Extracted records
★ ★ ★ ★ ★ ★ ★

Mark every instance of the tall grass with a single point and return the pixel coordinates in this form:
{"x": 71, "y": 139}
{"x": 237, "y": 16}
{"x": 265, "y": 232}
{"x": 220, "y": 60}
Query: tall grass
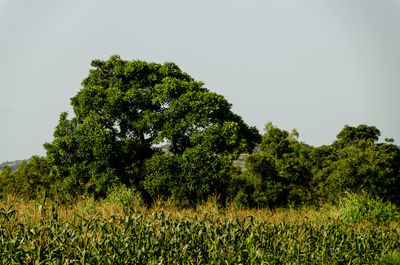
{"x": 101, "y": 232}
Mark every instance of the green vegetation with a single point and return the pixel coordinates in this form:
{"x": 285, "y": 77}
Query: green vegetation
{"x": 203, "y": 236}
{"x": 109, "y": 154}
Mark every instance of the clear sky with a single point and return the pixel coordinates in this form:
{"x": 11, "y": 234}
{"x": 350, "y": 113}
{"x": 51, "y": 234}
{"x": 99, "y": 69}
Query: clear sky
{"x": 313, "y": 65}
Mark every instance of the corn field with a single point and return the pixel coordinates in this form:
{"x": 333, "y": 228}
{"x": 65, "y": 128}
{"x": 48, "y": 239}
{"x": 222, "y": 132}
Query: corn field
{"x": 161, "y": 240}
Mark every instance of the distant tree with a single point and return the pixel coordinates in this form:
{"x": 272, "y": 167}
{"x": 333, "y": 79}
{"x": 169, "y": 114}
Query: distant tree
{"x": 281, "y": 173}
{"x": 351, "y": 134}
{"x": 124, "y": 110}
{"x": 30, "y": 179}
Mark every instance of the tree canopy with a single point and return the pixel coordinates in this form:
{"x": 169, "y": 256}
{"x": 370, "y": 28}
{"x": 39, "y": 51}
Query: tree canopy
{"x": 125, "y": 110}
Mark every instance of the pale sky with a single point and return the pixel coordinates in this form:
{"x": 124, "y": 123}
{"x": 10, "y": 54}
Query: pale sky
{"x": 313, "y": 65}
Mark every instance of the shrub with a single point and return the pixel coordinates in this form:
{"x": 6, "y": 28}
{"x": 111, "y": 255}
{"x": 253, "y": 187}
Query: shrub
{"x": 129, "y": 198}
{"x": 357, "y": 207}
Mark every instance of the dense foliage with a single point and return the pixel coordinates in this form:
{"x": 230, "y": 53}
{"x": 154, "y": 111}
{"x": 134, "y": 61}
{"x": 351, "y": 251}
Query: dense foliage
{"x": 127, "y": 109}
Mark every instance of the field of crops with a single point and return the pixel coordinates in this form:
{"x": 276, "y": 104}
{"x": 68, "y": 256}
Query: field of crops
{"x": 159, "y": 238}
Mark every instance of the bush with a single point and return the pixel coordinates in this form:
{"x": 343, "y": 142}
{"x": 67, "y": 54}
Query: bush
{"x": 357, "y": 207}
{"x": 129, "y": 198}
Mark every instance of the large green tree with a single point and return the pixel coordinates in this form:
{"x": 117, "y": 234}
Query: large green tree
{"x": 125, "y": 110}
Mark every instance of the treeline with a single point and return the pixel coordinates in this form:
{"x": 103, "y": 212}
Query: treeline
{"x": 126, "y": 109}
{"x": 12, "y": 165}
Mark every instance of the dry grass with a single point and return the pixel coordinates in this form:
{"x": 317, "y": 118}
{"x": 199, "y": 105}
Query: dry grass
{"x": 27, "y": 211}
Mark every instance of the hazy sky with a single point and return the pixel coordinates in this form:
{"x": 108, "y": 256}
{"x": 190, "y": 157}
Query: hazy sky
{"x": 312, "y": 65}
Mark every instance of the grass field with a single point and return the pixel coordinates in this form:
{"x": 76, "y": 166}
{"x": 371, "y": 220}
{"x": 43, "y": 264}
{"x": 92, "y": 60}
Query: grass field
{"x": 102, "y": 232}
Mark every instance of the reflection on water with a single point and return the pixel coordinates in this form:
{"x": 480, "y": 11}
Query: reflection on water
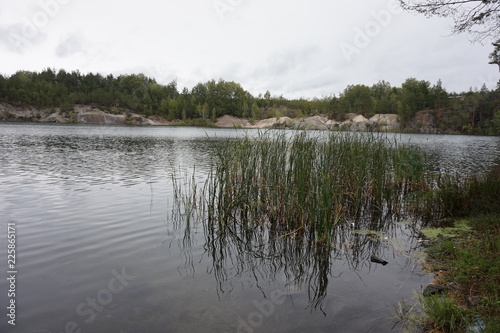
{"x": 89, "y": 201}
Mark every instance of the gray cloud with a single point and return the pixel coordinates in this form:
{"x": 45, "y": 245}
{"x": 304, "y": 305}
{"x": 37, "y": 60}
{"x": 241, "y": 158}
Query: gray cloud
{"x": 19, "y": 38}
{"x": 71, "y": 45}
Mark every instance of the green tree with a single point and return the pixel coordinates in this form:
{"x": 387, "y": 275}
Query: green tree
{"x": 358, "y": 99}
{"x": 480, "y": 18}
{"x": 414, "y": 96}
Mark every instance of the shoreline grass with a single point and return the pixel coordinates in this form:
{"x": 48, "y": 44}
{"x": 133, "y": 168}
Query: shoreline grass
{"x": 303, "y": 190}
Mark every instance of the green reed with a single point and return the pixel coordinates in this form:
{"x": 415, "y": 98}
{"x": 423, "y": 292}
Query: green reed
{"x": 308, "y": 183}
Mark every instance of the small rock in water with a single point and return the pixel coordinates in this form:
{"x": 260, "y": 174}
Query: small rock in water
{"x": 378, "y": 260}
{"x": 474, "y": 300}
{"x": 477, "y": 326}
{"x": 433, "y": 289}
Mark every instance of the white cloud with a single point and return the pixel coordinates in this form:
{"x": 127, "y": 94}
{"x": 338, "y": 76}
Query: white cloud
{"x": 288, "y": 47}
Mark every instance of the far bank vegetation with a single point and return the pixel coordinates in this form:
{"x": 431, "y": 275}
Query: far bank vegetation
{"x": 417, "y": 102}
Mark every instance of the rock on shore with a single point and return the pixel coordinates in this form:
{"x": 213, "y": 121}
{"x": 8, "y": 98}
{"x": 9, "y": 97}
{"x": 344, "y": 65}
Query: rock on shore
{"x": 85, "y": 114}
{"x": 354, "y": 122}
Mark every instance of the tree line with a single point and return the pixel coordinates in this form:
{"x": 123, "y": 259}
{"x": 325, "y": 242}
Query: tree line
{"x": 474, "y": 111}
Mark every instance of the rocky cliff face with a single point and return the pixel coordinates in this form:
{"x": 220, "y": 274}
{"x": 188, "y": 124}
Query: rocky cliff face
{"x": 354, "y": 122}
{"x": 84, "y": 114}
{"x": 81, "y": 114}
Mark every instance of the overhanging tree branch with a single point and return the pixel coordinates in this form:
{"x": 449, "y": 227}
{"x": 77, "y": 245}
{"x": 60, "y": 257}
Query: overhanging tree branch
{"x": 480, "y": 18}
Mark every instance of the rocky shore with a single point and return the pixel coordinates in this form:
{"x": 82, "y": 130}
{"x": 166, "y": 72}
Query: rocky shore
{"x": 85, "y": 114}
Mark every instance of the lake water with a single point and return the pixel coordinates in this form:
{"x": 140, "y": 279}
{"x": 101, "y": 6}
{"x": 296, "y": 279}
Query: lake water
{"x": 97, "y": 249}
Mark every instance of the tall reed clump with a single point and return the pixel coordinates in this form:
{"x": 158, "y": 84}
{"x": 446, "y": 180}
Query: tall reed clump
{"x": 309, "y": 183}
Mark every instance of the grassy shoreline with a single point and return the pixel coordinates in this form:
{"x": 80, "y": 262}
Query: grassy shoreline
{"x": 464, "y": 254}
{"x": 305, "y": 189}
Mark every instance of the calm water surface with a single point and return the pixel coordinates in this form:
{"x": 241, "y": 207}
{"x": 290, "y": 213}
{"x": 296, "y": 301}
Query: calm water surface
{"x": 98, "y": 250}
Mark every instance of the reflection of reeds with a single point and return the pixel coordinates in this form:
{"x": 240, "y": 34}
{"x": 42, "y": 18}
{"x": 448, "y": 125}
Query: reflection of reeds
{"x": 277, "y": 204}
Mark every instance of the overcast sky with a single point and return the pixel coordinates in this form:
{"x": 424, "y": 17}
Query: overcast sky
{"x": 307, "y": 49}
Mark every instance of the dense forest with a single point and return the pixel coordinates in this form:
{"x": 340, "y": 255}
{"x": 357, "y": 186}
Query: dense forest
{"x": 472, "y": 112}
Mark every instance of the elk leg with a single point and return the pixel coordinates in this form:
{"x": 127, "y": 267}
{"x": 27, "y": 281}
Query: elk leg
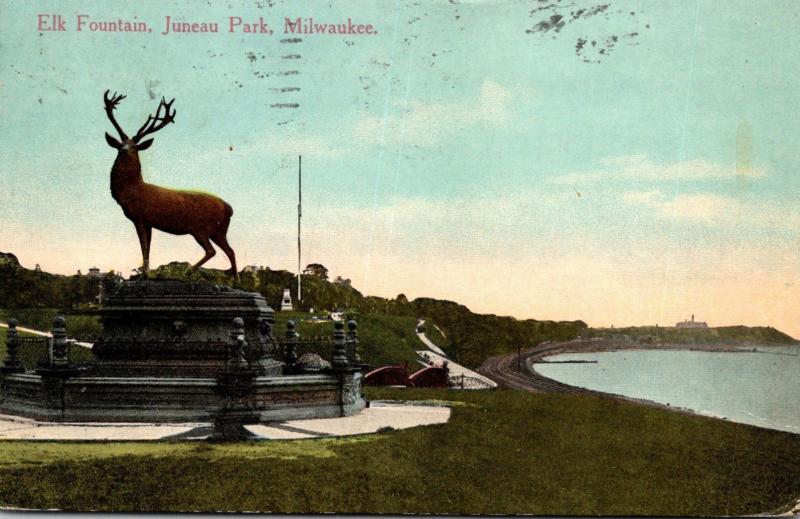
{"x": 222, "y": 241}
{"x": 210, "y": 252}
{"x": 144, "y": 232}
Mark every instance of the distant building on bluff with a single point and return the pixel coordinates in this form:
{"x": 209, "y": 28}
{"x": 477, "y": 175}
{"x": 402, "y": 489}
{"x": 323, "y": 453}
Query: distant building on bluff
{"x": 691, "y": 324}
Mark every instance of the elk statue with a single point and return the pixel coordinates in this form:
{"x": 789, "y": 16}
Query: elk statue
{"x": 206, "y": 217}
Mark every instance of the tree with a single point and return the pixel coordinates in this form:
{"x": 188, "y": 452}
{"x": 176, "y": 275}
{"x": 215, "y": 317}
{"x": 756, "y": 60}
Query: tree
{"x": 316, "y": 270}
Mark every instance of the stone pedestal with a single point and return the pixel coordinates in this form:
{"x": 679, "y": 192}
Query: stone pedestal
{"x": 179, "y": 329}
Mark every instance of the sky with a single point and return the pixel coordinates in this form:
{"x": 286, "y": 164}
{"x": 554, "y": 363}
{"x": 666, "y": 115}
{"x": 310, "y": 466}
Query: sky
{"x": 629, "y": 163}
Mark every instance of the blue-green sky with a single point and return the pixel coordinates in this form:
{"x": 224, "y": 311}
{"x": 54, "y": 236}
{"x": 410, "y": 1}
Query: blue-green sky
{"x": 459, "y": 153}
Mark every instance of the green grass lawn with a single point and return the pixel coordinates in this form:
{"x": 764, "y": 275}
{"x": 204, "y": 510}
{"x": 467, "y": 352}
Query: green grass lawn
{"x": 502, "y": 452}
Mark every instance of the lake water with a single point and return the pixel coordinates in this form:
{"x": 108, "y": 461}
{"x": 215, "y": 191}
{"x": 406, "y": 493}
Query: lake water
{"x": 759, "y": 388}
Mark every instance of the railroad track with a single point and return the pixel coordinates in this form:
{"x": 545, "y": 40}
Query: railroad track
{"x": 503, "y": 370}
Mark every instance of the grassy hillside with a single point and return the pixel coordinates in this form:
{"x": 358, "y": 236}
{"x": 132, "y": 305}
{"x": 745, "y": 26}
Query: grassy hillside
{"x": 502, "y": 452}
{"x": 470, "y": 338}
{"x": 730, "y": 334}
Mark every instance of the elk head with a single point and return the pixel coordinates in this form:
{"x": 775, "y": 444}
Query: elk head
{"x": 152, "y": 125}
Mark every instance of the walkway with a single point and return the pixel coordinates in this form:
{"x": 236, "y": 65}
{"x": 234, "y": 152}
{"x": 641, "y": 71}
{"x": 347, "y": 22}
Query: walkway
{"x": 427, "y": 342}
{"x": 379, "y": 416}
{"x": 456, "y": 370}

★ ★ ★ ★ ★ ★ ★

The task
From the line with "Mark every instance of the grassy hillside" to the final line of the entries above, return every line exactly as written.

Task result
Mark every instance of the grassy hillside with a single point and return the pixel coordinates in this form:
{"x": 358, "y": 236}
{"x": 132, "y": 305}
{"x": 745, "y": 26}
Query: grassy hillside
{"x": 502, "y": 452}
{"x": 470, "y": 338}
{"x": 730, "y": 334}
Mark every instance of the elk head with a single point and return the pixel coordinates in this form:
{"x": 775, "y": 444}
Query: elk head
{"x": 152, "y": 125}
Mark every instance of the walkway with a single point and return the pixel coordinates in this form:
{"x": 236, "y": 65}
{"x": 234, "y": 152}
{"x": 641, "y": 71}
{"x": 347, "y": 22}
Query: walkway
{"x": 427, "y": 342}
{"x": 379, "y": 416}
{"x": 456, "y": 370}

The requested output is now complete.